REQUEST: Copy the material below line for line, without changing anything. Leave the pictures out of your copy.

++++++++++

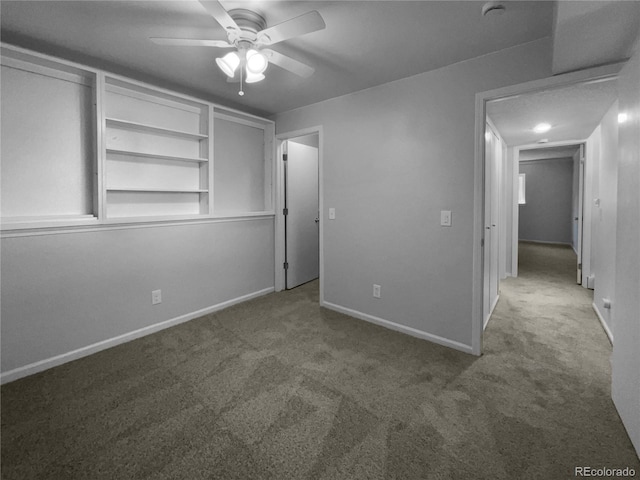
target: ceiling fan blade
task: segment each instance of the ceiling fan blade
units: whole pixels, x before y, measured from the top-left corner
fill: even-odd
[[[322,16],[313,10],[258,32],[258,43],[261,45],[273,45],[289,38],[322,30],[325,26]]]
[[[152,37],[153,43],[158,45],[170,45],[176,47],[218,47],[218,48],[231,48],[232,44],[225,40],[198,40],[195,38],[160,38]]]
[[[238,24],[231,18],[231,15],[227,13],[218,0],[200,0],[200,4],[227,32],[231,30],[236,32],[240,31]]]
[[[299,62],[298,60],[294,60],[291,57],[287,57],[286,55],[282,55],[275,50],[264,49],[261,50],[261,52],[267,56],[270,63],[273,63],[280,68],[284,68],[291,73],[295,73],[302,78],[309,78],[311,75],[313,75],[313,72],[315,72],[315,69],[313,67]]]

++++++++++

TASK RESPONSE:
target: ceiling fan blade
task: segment each instance of the ceiling fan blade
units: whole pixels, x before y, measured from the top-left corner
fill: even-odd
[[[322,16],[313,10],[258,32],[258,43],[261,45],[273,45],[289,38],[322,30],[325,26]]]
[[[152,37],[153,43],[158,45],[170,45],[176,47],[218,47],[218,48],[231,48],[232,44],[225,40],[198,40],[195,38],[160,38]]]
[[[238,24],[231,18],[231,15],[227,13],[218,0],[200,0],[200,4],[227,32],[231,30],[236,32],[240,31]]]
[[[299,62],[298,60],[294,60],[291,57],[287,57],[286,55],[282,55],[275,50],[264,49],[261,50],[261,52],[267,56],[270,63],[273,63],[280,68],[284,68],[291,73],[295,73],[302,78],[309,78],[311,75],[313,75],[313,72],[315,72],[315,69],[313,67]]]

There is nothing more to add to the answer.